(Exercise instructions)
Output the material exactly, but drop every image it holds.

(Provided entries)

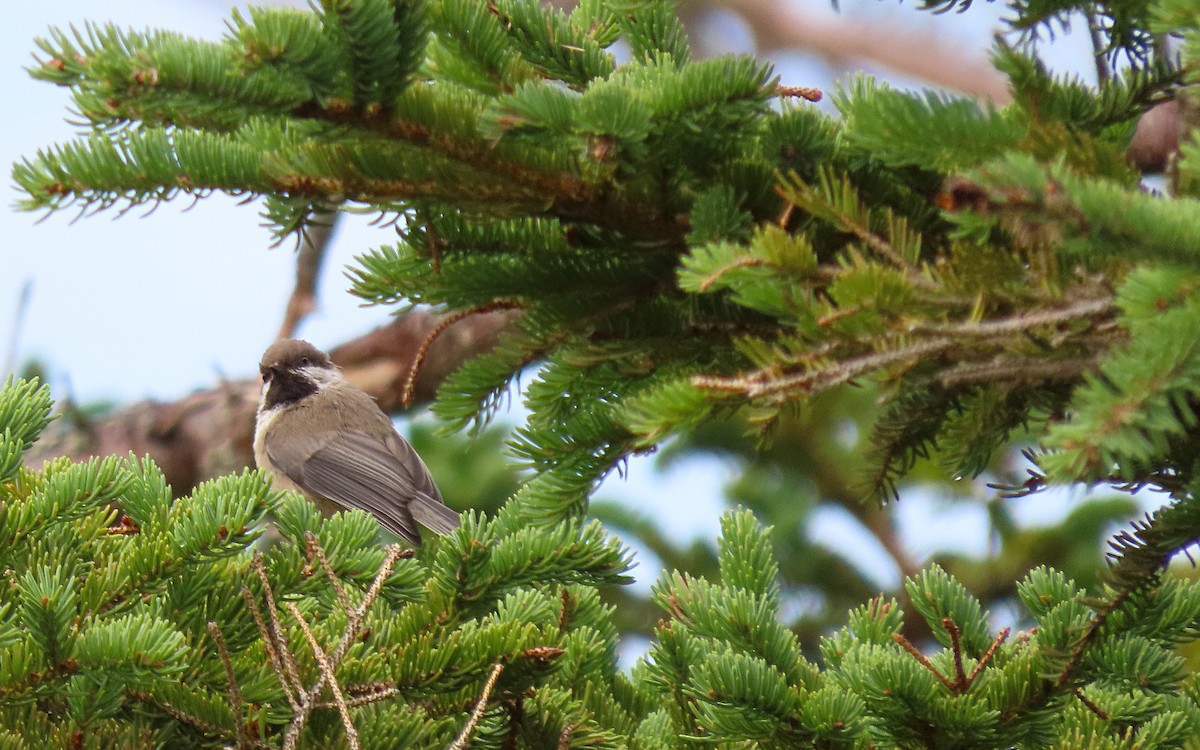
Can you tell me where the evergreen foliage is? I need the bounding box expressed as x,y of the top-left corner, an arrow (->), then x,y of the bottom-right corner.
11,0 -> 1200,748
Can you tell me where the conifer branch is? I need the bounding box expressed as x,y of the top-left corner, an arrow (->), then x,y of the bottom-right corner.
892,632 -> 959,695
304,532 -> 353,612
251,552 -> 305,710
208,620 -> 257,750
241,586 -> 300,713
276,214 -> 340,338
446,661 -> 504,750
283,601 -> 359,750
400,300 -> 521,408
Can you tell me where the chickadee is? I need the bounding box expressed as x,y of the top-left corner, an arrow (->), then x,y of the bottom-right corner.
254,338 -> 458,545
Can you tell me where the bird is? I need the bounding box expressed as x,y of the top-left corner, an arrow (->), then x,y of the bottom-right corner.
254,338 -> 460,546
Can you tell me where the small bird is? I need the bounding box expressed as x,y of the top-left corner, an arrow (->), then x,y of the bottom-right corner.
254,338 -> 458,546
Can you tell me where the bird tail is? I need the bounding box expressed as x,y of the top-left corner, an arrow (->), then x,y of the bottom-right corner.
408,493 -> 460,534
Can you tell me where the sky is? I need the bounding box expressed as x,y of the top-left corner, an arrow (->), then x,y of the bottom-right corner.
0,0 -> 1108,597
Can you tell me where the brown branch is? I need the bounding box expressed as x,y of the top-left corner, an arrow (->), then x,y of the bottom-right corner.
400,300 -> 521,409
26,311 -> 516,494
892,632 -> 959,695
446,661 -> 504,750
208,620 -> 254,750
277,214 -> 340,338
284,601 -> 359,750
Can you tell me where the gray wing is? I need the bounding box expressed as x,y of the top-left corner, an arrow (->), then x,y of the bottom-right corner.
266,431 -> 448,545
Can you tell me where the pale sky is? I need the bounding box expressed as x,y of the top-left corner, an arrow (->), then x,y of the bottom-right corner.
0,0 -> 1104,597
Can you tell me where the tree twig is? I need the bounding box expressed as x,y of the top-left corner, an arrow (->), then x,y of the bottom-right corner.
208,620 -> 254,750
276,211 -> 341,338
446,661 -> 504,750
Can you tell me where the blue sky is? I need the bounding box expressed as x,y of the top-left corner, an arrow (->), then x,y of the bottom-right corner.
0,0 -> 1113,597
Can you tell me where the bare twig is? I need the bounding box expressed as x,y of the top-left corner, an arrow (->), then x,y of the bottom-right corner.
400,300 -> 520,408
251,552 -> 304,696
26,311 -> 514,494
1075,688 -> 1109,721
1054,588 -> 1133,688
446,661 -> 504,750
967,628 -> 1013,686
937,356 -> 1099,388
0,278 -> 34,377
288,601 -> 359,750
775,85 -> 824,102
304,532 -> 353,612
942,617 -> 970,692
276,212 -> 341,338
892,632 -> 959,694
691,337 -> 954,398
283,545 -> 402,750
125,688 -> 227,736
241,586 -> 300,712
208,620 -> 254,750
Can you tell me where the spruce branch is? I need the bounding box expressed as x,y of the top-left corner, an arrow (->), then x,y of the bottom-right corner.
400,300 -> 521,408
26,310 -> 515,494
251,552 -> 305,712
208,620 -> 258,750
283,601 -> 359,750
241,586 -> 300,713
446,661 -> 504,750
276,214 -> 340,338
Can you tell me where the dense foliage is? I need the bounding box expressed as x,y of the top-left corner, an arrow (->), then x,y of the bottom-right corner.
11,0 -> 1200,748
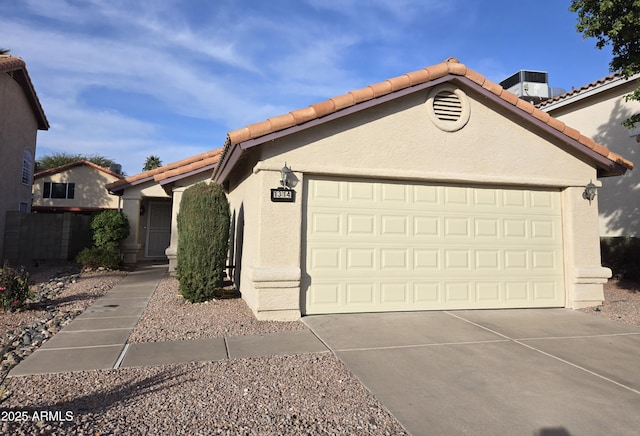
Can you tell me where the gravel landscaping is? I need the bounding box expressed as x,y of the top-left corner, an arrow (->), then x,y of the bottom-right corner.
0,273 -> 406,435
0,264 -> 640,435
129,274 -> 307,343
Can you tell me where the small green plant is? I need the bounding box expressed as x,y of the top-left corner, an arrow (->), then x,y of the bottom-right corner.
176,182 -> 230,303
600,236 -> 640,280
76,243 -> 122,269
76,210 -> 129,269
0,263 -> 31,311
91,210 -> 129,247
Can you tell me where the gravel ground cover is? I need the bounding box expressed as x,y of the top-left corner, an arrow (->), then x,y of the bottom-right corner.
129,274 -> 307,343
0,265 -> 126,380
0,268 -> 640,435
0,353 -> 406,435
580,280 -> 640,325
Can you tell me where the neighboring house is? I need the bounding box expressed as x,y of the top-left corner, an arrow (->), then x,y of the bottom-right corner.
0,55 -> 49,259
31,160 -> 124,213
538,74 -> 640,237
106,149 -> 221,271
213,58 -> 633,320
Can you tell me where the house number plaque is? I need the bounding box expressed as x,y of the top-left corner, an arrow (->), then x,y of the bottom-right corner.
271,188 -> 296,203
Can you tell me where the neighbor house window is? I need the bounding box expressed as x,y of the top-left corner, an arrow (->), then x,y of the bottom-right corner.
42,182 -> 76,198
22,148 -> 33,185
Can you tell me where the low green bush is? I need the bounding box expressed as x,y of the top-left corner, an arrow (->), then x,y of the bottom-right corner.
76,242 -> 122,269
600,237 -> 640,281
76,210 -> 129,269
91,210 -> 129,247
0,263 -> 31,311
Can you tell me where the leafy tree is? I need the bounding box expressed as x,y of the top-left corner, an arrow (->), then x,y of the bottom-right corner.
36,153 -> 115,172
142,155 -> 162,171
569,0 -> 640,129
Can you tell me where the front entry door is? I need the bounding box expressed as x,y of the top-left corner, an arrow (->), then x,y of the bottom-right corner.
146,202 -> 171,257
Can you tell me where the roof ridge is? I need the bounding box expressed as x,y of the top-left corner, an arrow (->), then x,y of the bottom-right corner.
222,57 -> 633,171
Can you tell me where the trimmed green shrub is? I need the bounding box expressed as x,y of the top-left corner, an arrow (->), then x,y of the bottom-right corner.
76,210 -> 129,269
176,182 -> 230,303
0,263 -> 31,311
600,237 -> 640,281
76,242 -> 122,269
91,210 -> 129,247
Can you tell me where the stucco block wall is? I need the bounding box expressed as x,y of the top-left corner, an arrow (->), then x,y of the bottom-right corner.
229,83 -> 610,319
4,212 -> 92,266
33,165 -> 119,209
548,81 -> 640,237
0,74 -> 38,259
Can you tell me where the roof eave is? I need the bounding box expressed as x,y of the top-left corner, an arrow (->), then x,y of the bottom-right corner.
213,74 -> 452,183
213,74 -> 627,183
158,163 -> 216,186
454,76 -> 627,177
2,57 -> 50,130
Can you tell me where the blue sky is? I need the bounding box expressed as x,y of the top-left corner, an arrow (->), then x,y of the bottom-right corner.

(Complete answer)
Can you tell me where the evergreen foliage is? I need the bounding box expressed as x,y of the top-left corner, an arrow (->), then x,y of the bottom-right corner.
11,0 -> 1200,748
Can you tell me where the conifer branch is? I need the bounding box expressed as x,y of the top-left corner, an arrow (->), then x,y of the bottom-right corner.
892,632 -> 959,695
304,532 -> 353,612
251,552 -> 305,710
208,620 -> 257,750
241,586 -> 300,713
276,214 -> 340,338
446,661 -> 504,750
283,601 -> 359,750
400,300 -> 521,408
Can you tell me where the chickadee is? I need the bounding box expressed as x,y of the top-left corner, an arrow (->), then x,y of the bottom-right corner.
254,338 -> 458,545
Can you tell me where the bird is? I need the bounding box expressed as x,y of the top-left corner, an arrow (->), then x,y of the bottom-right corner.
254,338 -> 460,546
Can you tell me where the small bird is? I need the bounding box expressed as x,y of the top-left corner, an arrow (->), then x,y of the bottom-right corner.
254,338 -> 458,546
Can you tell me where the bird tail is? I need the bounding box expressed as x,y of the top-left corner, an arrow (->), then x,y of the bottom-right corner.
408,493 -> 460,534
Can you tell me where the sky is? I need the bounding box expressed as x,y of the top-left corner, an arrow (->), then x,y of the bottom-right corner.
0,0 -> 1108,597
Can you tell me where the brown branch is? I need the bounding box expressed as x,y of the top-left corner, an arrow (->), then x,y of the bottom-right corner.
400,300 -> 521,409
26,311 -> 516,494
892,632 -> 959,695
446,661 -> 504,750
208,620 -> 254,750
277,214 -> 340,338
284,601 -> 359,750
Can you tell me where the gray wing is? I need the bounding box expressed as x,y of the top-left corner, an arrow (->), then x,y of the bottom-right corner.
266,431 -> 448,545
Can you tell me where the pale sky is? I need the bounding box expressed as x,y of the top-left corner, an arrow (->), then x,y of the bottom-right corner.
0,0 -> 1104,597
Can you tell me where the tree twig is? I need the bounding box expressed as x,y of the top-left corner, an arrow (->), then x,y of the bottom-right corner.
208,620 -> 254,750
276,211 -> 341,338
446,661 -> 504,750
Can you tell me where the blue sky is? I need the bounding box expressed as x,y of the top-left corner, an arrow (->), then x,y of the bottom-right corner.
0,0 -> 1113,597
Can you tell me where the bare twig is? I need the bounding box expressed as x,y of the top-left corner, an arrow (->), then x,y of the bottom-right corner.
400,300 -> 520,408
251,552 -> 304,696
26,311 -> 514,494
1075,688 -> 1109,721
1054,588 -> 1133,688
446,661 -> 504,750
967,628 -> 1013,686
937,356 -> 1099,388
0,278 -> 34,377
288,601 -> 359,750
775,85 -> 824,102
304,532 -> 353,612
942,617 -> 970,692
276,212 -> 341,338
892,632 -> 959,694
691,337 -> 954,398
283,545 -> 402,750
125,688 -> 227,736
241,586 -> 300,712
208,620 -> 254,750
Can you tell me where the spruce branch is? I need the bounding box expressed as x,y of the top-left corner, an arrow (->), then x,y of the bottom-right corner.
400,300 -> 521,408
26,310 -> 515,494
251,552 -> 305,712
208,620 -> 258,750
283,601 -> 359,750
241,586 -> 300,713
446,661 -> 504,750
276,214 -> 340,338
Can you tell me where the dense foliage is? I need the bounding box expressed as x,y of the top-left corner, an arrow (->), then x,y of the bottom-right corner.
11,0 -> 1200,748
Can you tell me where the gravel landscaping is? I need the bounding box expressed as x,y of the top-left corner, an arrow (->), then x,y of the bottom-right corner.
0,273 -> 406,435
0,264 -> 640,435
129,274 -> 307,343
Can you tell me where the small green plant is? I need the bounding box expressed as x,y of the top-left corner, an arrow (->), then x,y of the bottom-right corner.
176,182 -> 230,303
600,236 -> 640,280
76,243 -> 122,269
76,210 -> 129,269
0,263 -> 31,311
91,210 -> 129,247
Can you tell me where the gravel ground cover is? I need the bounding box expressed as x,y of the top-left corner, an arrow (->), then x,y of the bottom-right corner.
129,274 -> 307,343
0,265 -> 126,380
0,268 -> 640,435
0,353 -> 406,435
580,280 -> 640,325
Can you tell me where the neighboring house is? I need the bounding box expressed as x,y of the top-left corner, an arrow (->), then x,y of the bottom-right corner.
0,55 -> 49,259
31,160 -> 124,213
538,74 -> 640,237
106,149 -> 221,271
213,58 -> 633,320
Can you tell me where the house number plaque is? I need the bounding box expressed as x,y of the top-left corner, an arrow (->), then x,y of the bottom-right corner.
271,188 -> 296,203
Can you tell me where the neighbor house window is? I need the bounding box expressed as x,y of the top-left corner, an arrow (->), then x,y of the bottom-right corner.
42,182 -> 76,198
22,148 -> 33,185
Can you tell me where the low green bush is? I need the bounding box expressed as x,y of the top-left corner, an arrow (->), then x,y of the bottom-right corner.
76,242 -> 122,269
600,237 -> 640,281
76,210 -> 129,269
91,210 -> 129,247
0,263 -> 31,311
Can you tell me where the leafy tree is? I need the bounding box expressed as x,y of the top-left corner, an arrow (->), then x,y of the bottom-right corner.
36,153 -> 115,172
142,155 -> 162,171
569,0 -> 640,129
Can you tell me where the front entry door is? I need the bounding box expressed as x,y of the top-left corner, an arrow (->), then x,y of the bottom-right corner.
146,202 -> 171,257
Can you tell me where the roof ridge is? I need the bounding box expressed as x,y of the top-left corner, an arrow (->), then x,y of the bottom-right corner.
222,57 -> 633,171
Can you tell me where the trimmed green shrub is? I need the bounding box expressed as x,y of the top-left corner, an arrow (->), then x,y of the bottom-right corner.
76,210 -> 129,269
176,182 -> 230,303
0,263 -> 31,311
600,237 -> 640,281
76,242 -> 122,269
91,210 -> 129,247
Can you tell me where the stucco block wall is? I need the bounding box expressed as x,y of the top-left corner, an arrow (->), then x,y of the bottom-right corner.
229,83 -> 610,319
4,212 -> 92,266
33,165 -> 119,209
548,81 -> 640,237
0,74 -> 38,259
Can you tell me where the roof eave is? I need the bounding box expressed as x,y of the top-left corner, an arrow (->), then x,y of the bottom-right corner.
213,74 -> 452,183
213,74 -> 627,183
158,163 -> 216,186
454,76 -> 627,177
2,57 -> 50,130
Can you tell me where the blue sky is? I need the bounding box expressed as x,y of the top-left corner, an arrow (->), then x,y of the bottom-right corner.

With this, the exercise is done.